__Exercise instructions__:
1/ In the TMNT review, rewrite the paragraph beginning "The movie needs to win an award" as a short bulleted list that keeps its main facts.
2/ Using the TMNT review, state whether each statement agrees with it: (a) the writer would buy the DVD; (b) the writer owns an XBox 360; (c) the rooftop fight is between Leonardo and Michelangelo. Answer yes or no for each and quote the deciding words.

__Passage shown__:
+ + +

Overall? Yeah, I'd see it again, I'd absolutely buy the DVD, and if I had an XBox 360 I would get the game. A lot of it is hopelessly cheesy and corny. But hell, it's supposed to be. You think giant mutant turtles from a comic book are supposed to be taken in all literary seriousness? Don't answer that.

TMNT

Mar. 26th, 2007 09:23 pm
brightrosefox: (Default)
I saw it, finally. I hardly ever see a movie on opening weekend. Especially not one geared towards kids. I get twitchy being in a theater full of kids, don't ask why.
I am, as they say, a hardcore TMNT fan. Not as intense as some, but I will still squeal in delight when I see anything at all mentioning them. I will collect TMNT stuff and I really want a TMNT t-shirt and TMNT pajamas. And I even have a fanfic that I seriously need to finish; it's been years. *waves to Renet, whose website hosts said fic*

The movie needs to win an award based on visuals and animation alone -- the CGI was that good. The skin on the Turtles, the eyes, the expressions, the backgrounds, the landscapes. The way rain and light and shadows played on muscles. It was incredibly beautiful and I would watch it all over and over for those things alone.
The best visual scene, probably, is the fight between Leonardo and Raphael on the rooftop. Most fans talk about that scene a lot. They're right -- it's fantastic. All the battle scenes are lovely, pounding, and deep, but with that particular scene you can see and feel the intense, built-up sibling rivalry literally explode. And anyone who has followed the original comics canon, the first three movies, and the FoxBox animated cartoon, knows full well that a battle between those two brothers has been waiting.

+ + +

__Dataset content__:
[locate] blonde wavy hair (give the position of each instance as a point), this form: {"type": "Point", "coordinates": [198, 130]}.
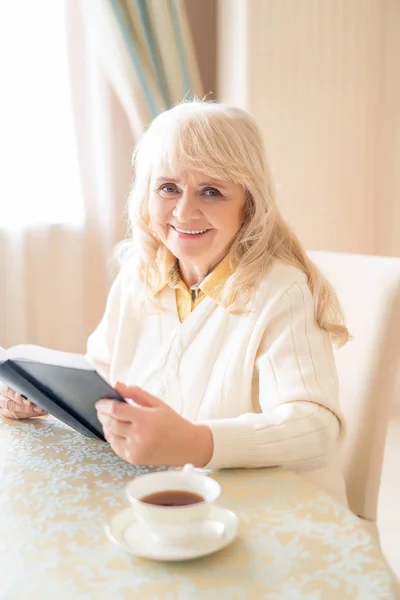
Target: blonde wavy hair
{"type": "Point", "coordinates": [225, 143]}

+ + +

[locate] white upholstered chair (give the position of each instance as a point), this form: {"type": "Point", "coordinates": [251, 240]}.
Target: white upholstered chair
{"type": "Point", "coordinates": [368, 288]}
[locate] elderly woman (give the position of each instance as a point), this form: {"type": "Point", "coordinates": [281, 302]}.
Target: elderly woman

+ + +

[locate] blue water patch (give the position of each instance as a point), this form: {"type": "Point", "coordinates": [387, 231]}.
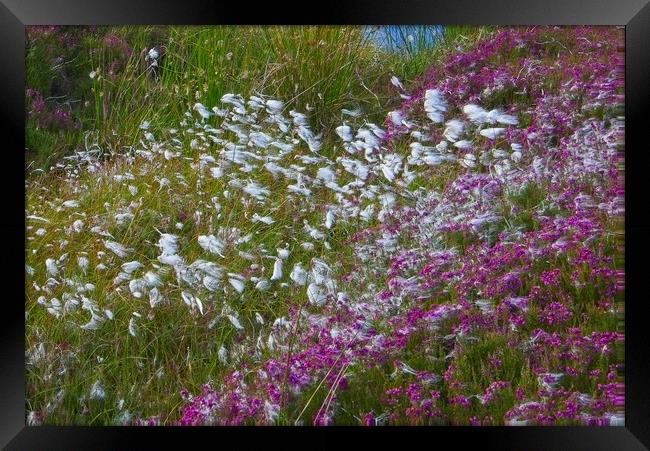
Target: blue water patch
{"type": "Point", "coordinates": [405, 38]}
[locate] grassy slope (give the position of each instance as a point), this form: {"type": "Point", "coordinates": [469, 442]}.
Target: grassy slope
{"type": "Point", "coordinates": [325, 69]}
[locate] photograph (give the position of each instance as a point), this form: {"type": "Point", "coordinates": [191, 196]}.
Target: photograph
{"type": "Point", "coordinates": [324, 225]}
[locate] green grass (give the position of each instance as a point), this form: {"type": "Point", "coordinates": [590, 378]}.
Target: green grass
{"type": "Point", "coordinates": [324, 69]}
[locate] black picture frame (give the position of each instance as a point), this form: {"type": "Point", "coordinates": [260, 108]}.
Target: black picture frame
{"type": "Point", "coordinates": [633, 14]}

+ + +

__Task results__:
1/
- The movie deserves an award for its visuals and animation alone; the CGI was that good.
- Standout elements: the Turtles' skin, eyes and expressions, plus the backgrounds and landscapes.
- Rain, light and shadows playing on the muscles were especially striking.
- The result was incredibly beautiful, worth rewatching repeatedly for these things alone.

2/
(a) Yes: "I'd absolutely buy the DVD"
(b) No: "if I had an XBox 360 I would get the game"
(c) No: "the fight between Leonardo and Raphael on the rooftop"